++++ MATERIAL SHOWN

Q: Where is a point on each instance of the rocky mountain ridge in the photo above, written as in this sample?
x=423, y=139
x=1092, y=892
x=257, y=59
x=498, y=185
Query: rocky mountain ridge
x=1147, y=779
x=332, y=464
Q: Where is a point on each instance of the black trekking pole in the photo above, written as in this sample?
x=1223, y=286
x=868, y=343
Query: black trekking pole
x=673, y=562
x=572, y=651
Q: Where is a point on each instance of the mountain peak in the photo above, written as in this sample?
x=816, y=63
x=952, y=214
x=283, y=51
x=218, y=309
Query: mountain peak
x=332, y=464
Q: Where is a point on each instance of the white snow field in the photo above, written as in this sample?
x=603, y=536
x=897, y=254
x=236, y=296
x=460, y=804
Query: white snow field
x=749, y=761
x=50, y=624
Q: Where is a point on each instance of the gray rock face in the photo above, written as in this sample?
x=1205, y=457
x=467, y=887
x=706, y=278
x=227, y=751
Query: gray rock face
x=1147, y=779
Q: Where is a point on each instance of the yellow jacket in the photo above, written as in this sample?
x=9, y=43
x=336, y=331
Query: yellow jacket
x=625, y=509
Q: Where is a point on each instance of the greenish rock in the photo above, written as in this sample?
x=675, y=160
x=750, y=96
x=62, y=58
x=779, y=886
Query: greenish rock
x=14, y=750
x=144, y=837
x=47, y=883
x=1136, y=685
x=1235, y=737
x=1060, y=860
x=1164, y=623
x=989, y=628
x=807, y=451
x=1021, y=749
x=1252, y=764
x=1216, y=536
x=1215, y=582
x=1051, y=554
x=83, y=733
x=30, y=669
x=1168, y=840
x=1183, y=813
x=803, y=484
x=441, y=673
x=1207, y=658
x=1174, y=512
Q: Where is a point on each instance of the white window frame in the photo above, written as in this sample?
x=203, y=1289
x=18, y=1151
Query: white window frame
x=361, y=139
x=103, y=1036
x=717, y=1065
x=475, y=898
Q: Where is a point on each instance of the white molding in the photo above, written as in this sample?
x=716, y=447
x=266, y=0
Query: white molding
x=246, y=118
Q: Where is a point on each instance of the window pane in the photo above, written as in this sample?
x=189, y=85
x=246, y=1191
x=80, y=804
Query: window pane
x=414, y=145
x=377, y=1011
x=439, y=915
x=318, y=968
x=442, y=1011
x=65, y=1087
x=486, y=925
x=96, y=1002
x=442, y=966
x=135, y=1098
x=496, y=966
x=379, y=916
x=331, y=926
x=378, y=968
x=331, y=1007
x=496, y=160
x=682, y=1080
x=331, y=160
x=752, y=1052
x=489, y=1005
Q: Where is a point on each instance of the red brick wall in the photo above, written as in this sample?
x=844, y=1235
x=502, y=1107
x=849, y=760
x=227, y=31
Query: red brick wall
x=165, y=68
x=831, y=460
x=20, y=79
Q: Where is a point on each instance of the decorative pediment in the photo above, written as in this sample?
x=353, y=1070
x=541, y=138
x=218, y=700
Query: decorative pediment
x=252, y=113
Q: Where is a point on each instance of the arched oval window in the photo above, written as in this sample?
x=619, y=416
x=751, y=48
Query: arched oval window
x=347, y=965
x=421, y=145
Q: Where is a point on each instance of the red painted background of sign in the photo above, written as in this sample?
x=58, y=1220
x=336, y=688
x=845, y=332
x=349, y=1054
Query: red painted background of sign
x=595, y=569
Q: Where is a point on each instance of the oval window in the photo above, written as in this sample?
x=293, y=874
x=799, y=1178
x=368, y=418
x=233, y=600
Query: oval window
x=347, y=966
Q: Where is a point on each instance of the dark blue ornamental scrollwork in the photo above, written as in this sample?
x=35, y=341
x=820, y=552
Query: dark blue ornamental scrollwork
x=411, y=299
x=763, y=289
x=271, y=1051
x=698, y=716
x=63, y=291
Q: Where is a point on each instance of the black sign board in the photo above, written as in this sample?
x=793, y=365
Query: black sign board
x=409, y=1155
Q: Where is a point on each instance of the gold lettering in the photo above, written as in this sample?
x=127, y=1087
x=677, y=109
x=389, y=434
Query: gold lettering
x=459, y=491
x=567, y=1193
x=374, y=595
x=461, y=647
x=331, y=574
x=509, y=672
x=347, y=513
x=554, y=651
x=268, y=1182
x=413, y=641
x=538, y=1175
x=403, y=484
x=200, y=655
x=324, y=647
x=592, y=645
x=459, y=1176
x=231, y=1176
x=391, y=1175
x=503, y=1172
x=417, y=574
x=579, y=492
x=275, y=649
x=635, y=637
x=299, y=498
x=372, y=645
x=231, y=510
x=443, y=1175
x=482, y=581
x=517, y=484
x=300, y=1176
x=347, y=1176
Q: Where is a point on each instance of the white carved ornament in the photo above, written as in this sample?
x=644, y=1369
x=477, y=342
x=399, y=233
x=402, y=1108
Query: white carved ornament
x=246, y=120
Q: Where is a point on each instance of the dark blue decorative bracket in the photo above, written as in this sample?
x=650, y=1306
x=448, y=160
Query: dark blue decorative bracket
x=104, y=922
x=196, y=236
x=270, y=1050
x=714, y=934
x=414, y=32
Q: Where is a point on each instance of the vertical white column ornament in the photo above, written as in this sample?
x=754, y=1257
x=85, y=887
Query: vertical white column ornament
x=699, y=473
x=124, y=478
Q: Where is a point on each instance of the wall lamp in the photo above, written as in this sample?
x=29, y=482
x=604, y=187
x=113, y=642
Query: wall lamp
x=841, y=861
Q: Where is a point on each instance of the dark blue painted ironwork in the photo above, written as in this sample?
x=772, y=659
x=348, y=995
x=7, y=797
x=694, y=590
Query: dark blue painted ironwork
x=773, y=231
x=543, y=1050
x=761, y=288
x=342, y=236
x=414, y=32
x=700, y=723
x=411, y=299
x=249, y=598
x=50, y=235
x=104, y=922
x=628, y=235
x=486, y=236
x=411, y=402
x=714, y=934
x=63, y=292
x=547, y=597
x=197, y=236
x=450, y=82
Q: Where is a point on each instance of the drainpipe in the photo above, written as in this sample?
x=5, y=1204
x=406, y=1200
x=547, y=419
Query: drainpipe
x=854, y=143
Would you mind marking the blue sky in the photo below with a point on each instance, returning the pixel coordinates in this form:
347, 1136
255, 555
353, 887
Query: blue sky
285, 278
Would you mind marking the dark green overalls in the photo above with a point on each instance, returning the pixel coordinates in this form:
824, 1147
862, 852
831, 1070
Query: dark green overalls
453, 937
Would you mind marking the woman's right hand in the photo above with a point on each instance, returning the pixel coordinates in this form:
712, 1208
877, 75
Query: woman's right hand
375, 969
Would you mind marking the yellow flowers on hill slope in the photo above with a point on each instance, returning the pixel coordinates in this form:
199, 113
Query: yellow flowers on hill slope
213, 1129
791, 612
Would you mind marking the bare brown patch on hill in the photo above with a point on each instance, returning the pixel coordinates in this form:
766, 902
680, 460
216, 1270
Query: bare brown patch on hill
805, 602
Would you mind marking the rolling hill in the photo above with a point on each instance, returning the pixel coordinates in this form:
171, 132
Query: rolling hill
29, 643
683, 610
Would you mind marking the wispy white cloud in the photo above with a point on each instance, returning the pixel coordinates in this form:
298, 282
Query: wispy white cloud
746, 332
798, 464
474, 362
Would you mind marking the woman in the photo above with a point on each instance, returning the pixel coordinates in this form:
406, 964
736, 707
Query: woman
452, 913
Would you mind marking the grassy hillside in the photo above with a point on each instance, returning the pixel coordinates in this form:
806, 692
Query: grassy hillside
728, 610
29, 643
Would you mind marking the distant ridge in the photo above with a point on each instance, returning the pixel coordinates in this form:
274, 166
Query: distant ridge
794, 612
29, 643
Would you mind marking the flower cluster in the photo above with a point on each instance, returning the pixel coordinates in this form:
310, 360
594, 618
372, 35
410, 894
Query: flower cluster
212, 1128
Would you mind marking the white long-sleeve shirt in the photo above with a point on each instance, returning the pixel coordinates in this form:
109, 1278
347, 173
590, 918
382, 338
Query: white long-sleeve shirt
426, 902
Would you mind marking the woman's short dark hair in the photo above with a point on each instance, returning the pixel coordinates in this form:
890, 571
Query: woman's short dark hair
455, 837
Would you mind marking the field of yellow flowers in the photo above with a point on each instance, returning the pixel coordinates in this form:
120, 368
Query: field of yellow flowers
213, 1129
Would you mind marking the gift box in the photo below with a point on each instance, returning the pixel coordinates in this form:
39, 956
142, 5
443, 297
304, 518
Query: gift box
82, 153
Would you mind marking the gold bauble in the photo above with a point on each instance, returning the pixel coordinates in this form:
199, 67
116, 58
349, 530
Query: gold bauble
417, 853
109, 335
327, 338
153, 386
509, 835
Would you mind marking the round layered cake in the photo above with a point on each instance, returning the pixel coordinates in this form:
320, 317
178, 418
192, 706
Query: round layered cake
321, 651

++++++++

Go through the entries above and copy out every line that includes the word "below".

## ANSWER SECTION
Would you mind marking the blue sky in the photo below with a point on each instance, returning the pixel coordinates in this form:
Would you mind marking the gift box in the photo below with a point on each instance, returning the pixel coordinates in this form:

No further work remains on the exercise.